**Exercise:**
Which lines run from the line with "positive clicks: (165, 196)" through the line with "negative clicks: (153, 156) (161, 176)" in the entries below? Print them exactly, both ends included, and nothing more.

(Dataset entries)
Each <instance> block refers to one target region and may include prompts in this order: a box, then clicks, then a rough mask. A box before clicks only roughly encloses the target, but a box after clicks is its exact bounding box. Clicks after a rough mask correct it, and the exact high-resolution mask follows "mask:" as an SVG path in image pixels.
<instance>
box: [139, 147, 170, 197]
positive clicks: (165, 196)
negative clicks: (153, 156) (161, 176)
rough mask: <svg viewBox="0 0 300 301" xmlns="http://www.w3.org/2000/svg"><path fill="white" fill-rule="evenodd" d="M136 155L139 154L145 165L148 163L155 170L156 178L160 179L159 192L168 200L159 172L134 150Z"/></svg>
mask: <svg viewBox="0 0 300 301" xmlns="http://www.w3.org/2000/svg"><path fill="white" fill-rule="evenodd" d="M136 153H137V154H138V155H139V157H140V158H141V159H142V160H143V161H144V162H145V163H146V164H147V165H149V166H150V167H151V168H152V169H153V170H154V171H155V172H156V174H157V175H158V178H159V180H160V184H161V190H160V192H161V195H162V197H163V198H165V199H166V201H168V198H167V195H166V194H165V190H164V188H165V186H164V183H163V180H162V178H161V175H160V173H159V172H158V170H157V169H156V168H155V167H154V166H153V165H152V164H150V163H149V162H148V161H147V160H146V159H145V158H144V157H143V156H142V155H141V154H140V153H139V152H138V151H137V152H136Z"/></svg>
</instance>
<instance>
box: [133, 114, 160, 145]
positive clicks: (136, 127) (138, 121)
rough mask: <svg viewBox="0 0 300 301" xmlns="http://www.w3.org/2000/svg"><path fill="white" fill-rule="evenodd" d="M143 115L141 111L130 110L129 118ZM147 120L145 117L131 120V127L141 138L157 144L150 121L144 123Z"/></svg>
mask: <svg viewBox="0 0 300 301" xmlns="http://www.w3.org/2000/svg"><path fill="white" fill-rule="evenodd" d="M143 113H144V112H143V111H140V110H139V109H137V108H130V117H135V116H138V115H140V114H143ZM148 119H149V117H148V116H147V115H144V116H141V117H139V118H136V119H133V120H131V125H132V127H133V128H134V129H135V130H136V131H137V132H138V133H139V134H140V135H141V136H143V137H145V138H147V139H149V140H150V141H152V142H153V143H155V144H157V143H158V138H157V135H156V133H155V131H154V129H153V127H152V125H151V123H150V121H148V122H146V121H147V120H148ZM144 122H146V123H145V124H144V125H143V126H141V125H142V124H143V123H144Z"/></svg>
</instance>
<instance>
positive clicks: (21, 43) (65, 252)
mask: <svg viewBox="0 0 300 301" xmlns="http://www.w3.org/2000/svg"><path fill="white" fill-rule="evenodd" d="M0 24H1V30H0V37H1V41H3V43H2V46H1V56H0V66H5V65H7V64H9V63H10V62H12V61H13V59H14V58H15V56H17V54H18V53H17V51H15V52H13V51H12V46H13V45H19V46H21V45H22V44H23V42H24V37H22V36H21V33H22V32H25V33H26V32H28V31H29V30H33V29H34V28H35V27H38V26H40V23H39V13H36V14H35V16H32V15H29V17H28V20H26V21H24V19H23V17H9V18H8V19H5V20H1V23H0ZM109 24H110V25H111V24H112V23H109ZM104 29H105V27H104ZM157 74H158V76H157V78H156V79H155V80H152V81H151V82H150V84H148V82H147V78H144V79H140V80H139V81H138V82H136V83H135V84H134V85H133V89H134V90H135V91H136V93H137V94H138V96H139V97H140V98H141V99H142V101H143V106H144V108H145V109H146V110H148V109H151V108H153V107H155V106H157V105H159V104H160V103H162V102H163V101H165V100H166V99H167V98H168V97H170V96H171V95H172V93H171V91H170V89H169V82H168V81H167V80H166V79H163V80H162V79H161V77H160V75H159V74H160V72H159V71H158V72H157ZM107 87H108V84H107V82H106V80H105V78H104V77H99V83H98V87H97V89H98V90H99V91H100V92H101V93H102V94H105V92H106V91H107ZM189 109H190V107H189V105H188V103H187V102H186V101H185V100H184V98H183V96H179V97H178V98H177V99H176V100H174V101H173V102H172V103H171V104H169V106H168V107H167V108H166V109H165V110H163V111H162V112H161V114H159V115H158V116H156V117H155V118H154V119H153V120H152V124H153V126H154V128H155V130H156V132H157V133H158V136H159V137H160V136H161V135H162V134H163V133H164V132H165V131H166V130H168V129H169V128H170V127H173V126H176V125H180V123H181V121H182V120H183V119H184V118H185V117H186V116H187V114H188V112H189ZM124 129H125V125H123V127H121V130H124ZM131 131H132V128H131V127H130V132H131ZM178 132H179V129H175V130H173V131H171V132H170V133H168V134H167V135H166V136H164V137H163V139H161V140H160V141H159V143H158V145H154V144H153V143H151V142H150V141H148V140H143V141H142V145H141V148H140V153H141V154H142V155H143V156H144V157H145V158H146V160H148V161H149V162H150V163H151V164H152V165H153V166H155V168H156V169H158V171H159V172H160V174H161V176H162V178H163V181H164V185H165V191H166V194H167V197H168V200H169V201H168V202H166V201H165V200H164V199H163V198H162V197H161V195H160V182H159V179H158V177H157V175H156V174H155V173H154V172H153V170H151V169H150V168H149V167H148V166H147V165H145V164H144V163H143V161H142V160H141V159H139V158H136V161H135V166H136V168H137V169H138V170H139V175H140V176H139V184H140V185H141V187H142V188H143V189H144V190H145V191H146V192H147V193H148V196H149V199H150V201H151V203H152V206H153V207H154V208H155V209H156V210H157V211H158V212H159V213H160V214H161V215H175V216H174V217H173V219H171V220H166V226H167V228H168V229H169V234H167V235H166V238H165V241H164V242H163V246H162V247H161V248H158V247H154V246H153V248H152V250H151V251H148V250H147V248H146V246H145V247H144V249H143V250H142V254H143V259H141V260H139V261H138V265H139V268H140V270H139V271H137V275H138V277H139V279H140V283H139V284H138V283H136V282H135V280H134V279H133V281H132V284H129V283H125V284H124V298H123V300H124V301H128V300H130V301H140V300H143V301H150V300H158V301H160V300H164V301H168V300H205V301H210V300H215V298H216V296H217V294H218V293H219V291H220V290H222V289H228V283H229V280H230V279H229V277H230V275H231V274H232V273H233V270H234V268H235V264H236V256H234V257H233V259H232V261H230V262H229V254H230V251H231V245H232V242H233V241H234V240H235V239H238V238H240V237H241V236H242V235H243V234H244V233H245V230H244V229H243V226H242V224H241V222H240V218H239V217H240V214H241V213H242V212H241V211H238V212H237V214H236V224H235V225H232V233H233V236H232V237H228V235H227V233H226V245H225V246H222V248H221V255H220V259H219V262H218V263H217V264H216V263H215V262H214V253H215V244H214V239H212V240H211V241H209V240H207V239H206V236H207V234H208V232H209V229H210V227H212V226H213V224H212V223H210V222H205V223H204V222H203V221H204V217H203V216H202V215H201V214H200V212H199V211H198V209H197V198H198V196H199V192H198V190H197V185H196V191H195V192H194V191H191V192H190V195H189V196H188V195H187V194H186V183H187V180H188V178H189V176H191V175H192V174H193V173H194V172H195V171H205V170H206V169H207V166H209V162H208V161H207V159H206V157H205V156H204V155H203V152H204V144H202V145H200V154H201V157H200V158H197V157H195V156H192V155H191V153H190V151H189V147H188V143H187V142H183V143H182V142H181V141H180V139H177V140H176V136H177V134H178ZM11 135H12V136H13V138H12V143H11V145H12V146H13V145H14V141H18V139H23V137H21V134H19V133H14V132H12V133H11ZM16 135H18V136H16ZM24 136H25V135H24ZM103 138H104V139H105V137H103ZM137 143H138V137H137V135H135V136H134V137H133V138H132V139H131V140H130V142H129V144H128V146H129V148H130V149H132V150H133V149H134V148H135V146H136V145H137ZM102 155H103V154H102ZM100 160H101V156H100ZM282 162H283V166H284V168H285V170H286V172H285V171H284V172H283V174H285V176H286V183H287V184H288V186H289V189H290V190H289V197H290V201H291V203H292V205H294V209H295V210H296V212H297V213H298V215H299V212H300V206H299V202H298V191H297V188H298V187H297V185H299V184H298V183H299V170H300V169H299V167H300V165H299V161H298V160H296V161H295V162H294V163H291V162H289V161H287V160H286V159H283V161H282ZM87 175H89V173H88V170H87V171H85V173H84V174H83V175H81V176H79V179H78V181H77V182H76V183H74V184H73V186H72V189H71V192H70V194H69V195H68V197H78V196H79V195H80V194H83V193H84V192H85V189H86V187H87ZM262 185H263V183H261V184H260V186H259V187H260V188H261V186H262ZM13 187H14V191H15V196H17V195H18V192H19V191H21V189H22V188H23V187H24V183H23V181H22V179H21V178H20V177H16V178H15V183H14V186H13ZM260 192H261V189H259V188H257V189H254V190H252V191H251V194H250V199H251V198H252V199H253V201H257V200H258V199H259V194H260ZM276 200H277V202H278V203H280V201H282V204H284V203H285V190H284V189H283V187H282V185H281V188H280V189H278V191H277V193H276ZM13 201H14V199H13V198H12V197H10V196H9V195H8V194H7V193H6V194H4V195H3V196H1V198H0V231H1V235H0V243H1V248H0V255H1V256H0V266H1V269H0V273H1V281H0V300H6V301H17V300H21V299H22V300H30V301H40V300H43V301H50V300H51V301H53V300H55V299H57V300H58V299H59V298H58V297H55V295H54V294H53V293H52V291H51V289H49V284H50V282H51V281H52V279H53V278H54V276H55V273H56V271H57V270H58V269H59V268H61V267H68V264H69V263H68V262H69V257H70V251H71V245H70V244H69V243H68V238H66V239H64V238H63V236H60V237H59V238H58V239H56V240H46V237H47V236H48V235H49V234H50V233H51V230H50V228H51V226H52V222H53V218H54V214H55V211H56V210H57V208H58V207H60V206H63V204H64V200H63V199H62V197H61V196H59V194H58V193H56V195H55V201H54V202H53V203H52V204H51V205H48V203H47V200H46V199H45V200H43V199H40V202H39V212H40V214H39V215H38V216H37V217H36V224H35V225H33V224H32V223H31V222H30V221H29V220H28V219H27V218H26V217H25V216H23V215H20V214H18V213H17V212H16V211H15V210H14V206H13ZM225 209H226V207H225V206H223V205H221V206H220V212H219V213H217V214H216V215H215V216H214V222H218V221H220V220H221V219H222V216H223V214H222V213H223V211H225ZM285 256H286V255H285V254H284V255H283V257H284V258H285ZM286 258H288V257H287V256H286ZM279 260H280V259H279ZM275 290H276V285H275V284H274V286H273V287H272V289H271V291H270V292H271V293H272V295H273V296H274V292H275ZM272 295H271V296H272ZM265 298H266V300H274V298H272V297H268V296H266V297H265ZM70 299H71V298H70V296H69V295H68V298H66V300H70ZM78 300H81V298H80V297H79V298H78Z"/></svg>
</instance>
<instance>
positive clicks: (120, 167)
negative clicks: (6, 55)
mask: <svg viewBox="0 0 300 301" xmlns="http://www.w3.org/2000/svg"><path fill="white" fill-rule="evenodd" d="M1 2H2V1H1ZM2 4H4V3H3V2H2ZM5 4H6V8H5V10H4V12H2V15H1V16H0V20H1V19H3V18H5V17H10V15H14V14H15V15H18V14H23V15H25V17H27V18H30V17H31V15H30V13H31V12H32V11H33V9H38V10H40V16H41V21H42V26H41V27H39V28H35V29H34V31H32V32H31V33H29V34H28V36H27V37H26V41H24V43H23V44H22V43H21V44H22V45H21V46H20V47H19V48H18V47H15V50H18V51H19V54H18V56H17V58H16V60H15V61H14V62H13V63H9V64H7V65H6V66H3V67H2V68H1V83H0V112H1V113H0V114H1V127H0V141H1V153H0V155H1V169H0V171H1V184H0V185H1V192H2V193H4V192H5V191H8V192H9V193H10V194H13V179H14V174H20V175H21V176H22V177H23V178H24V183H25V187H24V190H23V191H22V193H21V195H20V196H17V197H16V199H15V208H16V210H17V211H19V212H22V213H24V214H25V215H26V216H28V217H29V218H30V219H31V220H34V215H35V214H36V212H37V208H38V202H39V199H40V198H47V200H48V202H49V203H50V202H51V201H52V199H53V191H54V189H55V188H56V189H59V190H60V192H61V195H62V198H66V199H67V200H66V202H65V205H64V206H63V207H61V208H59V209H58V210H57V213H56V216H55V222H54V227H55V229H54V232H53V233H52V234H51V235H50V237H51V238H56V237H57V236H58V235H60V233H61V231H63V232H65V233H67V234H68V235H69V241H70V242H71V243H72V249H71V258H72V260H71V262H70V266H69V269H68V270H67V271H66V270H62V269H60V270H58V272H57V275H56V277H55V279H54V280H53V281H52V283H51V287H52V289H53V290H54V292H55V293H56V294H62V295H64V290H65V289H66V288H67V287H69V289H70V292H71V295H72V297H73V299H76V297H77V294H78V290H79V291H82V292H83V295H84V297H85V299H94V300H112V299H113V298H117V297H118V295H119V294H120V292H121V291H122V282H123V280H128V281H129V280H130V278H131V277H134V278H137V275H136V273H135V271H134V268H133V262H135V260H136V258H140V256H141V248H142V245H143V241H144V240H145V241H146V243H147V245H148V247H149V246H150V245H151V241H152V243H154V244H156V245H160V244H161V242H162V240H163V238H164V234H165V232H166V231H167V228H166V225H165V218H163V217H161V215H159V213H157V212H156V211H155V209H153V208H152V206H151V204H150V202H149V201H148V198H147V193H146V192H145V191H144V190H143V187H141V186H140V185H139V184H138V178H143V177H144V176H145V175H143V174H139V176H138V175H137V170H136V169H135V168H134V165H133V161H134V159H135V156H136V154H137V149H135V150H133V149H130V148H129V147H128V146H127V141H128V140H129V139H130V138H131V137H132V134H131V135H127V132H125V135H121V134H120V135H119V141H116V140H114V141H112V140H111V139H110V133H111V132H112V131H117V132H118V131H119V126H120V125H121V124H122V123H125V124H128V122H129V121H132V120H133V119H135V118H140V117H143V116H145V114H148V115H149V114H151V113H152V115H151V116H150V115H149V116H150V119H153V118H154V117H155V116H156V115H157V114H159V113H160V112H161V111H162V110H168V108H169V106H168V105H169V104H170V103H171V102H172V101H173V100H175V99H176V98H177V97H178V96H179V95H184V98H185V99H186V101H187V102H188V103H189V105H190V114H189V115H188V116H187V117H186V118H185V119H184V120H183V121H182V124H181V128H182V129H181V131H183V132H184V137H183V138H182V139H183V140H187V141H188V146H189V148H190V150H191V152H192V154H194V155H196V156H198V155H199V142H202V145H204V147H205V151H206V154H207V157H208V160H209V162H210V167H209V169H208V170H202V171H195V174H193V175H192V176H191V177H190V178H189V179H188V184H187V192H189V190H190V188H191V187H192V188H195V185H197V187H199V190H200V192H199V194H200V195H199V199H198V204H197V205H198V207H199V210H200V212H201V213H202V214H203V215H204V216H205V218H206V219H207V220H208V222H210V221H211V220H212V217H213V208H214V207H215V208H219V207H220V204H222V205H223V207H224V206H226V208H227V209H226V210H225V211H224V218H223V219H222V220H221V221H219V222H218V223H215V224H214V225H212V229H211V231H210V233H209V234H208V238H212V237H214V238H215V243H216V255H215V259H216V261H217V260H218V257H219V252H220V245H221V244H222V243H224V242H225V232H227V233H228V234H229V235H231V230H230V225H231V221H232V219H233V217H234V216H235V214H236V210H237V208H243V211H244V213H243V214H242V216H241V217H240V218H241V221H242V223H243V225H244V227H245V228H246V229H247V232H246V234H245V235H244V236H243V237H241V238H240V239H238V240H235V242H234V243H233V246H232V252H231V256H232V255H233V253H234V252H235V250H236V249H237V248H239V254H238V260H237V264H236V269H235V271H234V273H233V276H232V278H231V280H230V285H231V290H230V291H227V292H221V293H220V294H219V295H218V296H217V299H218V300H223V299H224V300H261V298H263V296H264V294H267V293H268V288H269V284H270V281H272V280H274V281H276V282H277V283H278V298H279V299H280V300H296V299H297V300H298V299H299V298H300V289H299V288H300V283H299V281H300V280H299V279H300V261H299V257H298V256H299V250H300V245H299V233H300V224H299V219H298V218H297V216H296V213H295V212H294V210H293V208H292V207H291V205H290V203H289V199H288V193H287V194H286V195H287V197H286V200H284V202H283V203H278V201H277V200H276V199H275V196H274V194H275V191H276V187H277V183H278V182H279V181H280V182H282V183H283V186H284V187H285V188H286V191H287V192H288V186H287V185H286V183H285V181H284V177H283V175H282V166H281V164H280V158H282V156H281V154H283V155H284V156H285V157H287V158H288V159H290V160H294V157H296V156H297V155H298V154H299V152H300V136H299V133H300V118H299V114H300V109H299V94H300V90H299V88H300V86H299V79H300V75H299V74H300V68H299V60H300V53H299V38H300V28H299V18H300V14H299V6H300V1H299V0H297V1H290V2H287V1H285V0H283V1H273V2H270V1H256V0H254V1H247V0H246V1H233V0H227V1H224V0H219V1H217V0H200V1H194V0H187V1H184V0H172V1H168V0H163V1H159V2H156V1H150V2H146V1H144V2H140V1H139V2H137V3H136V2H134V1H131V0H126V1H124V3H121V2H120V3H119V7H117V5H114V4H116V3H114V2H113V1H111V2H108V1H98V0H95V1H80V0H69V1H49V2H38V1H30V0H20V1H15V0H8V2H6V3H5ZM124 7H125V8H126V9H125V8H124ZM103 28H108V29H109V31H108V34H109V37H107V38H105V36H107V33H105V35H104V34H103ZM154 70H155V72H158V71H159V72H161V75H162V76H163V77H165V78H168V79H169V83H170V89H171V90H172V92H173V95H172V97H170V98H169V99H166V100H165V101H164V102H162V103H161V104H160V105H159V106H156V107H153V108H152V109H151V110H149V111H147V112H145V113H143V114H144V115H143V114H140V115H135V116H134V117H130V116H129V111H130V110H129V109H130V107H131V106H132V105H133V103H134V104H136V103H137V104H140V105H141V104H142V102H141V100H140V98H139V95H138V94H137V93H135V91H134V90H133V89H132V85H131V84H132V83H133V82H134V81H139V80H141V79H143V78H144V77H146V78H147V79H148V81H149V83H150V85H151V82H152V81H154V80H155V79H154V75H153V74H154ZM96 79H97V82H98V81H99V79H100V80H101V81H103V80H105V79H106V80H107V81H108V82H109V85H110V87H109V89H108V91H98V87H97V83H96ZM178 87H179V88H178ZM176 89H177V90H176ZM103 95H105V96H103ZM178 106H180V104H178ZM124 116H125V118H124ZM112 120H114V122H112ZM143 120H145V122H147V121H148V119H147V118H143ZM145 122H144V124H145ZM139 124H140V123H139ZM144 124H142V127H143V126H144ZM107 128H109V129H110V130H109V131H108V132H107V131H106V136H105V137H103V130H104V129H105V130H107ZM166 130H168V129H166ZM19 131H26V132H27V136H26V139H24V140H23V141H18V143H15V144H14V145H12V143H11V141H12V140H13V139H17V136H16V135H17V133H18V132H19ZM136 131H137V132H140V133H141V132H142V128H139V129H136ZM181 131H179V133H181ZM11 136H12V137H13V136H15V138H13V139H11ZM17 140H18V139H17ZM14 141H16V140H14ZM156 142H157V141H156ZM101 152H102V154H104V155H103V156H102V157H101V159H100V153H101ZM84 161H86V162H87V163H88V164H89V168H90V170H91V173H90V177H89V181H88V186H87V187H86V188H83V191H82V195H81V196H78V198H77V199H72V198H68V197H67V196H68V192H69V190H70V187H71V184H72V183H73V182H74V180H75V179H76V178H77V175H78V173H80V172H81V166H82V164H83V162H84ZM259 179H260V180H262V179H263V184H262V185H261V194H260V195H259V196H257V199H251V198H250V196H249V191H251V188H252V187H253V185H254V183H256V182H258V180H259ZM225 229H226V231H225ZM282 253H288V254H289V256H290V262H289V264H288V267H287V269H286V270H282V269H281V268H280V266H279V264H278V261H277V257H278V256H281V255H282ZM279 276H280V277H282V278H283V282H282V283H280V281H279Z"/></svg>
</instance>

**Exercise result:**
positive clicks: (165, 196)
negative clicks: (153, 156) (161, 176)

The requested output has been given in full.